*Objective:* Reproduce the material from the line with "Category: red football pants" up to and including the line with "[293,642,669,1031]", substituting "discernible" for "visible" and leaving everything else unchanged.

*Input:*
────

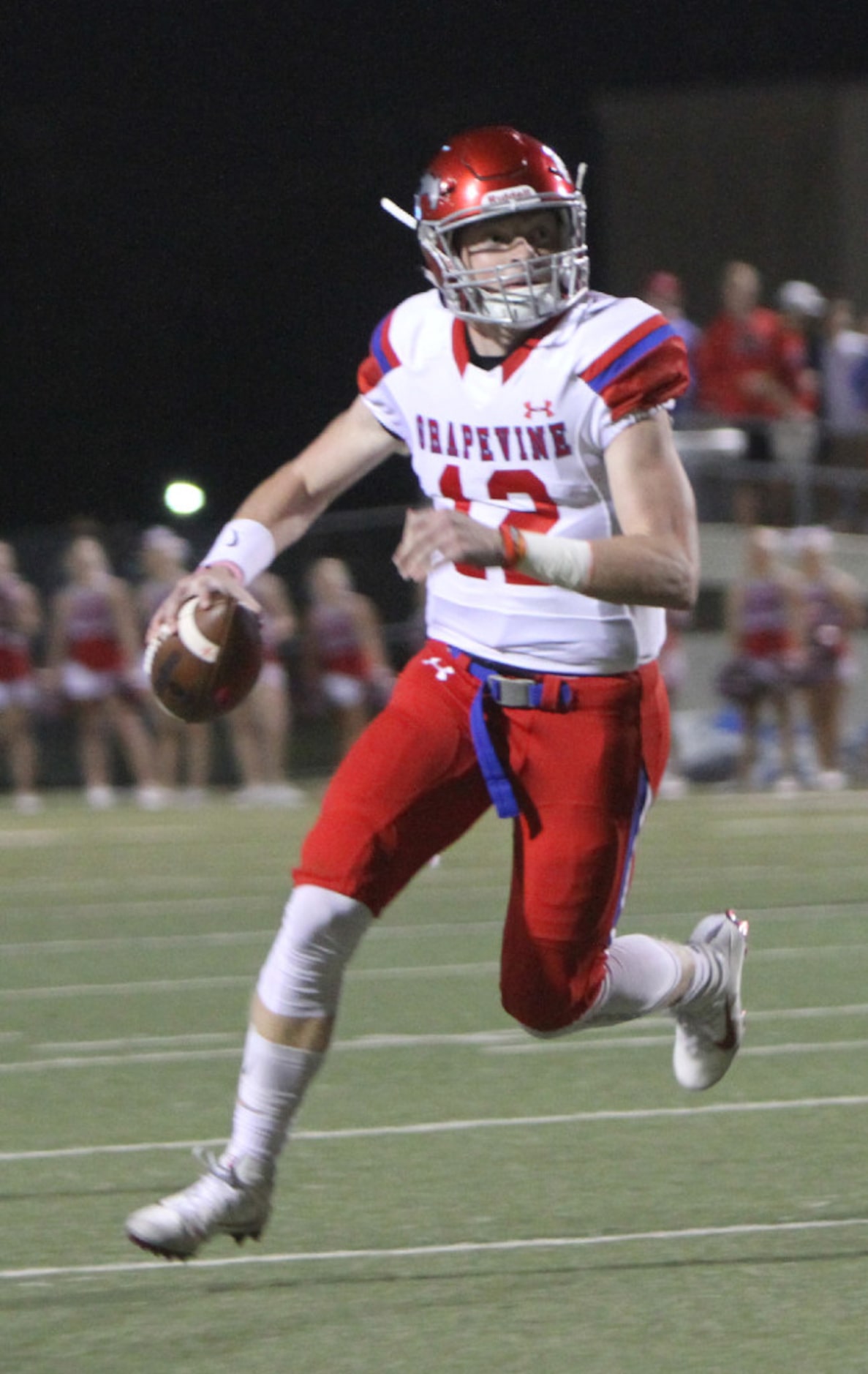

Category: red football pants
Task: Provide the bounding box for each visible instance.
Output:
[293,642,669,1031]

────

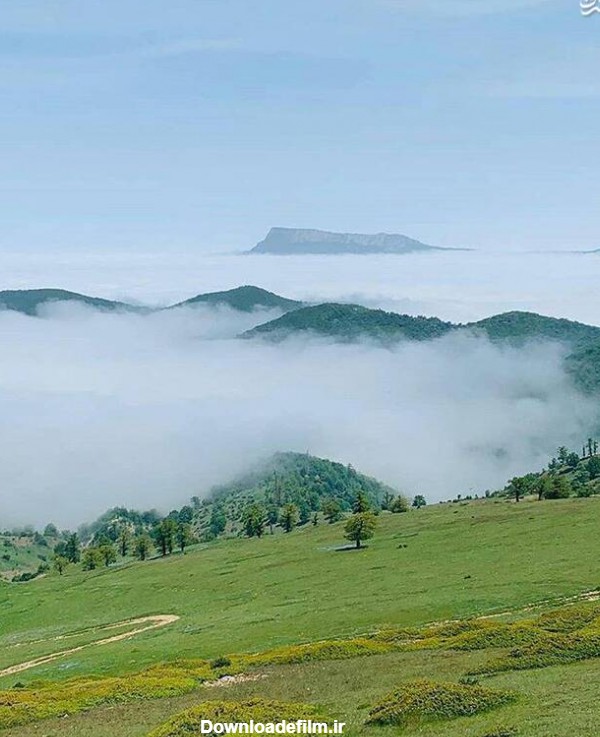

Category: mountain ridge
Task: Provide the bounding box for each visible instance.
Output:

────

*Result of the exercise:*
Category: red football pants
Task: Provide the bounding box for each discernible instance.
Output:
[293,642,669,1031]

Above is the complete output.